WHAT NEEDS TO BE DONE> Pick out and copy each line of the items below that contains the string "indicate". Letter case matters.

RECORD EXCERPTS>
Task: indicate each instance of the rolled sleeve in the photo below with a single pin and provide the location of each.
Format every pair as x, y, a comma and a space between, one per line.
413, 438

--

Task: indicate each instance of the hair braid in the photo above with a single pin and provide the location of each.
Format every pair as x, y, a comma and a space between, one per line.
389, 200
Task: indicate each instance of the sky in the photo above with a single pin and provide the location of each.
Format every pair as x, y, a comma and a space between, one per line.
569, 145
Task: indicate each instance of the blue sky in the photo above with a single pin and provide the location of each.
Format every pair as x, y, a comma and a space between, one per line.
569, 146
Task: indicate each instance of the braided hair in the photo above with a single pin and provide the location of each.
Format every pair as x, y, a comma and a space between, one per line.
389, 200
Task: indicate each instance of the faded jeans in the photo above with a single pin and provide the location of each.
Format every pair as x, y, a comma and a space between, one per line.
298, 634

FINAL RESULT>
Task: indicate each instance of the rolled sleeve in the photo below with a single pin and provide the location of each.
Task: indicate each instance of the hair braid in the photo above with a single pin and provide the location of each.
Task: indicate each instance of the sky in the photo above with a single pin and provide the location of each.
Task: indicate each instance of the blue sky in the photo above with a single pin and provide the location of each.
Task: indicate each instance of the braided hair in the photo above with a single pin and provide the location of each.
Task: indicate each instance of the faded jeans in the photo above with a single pin and provide the location of each.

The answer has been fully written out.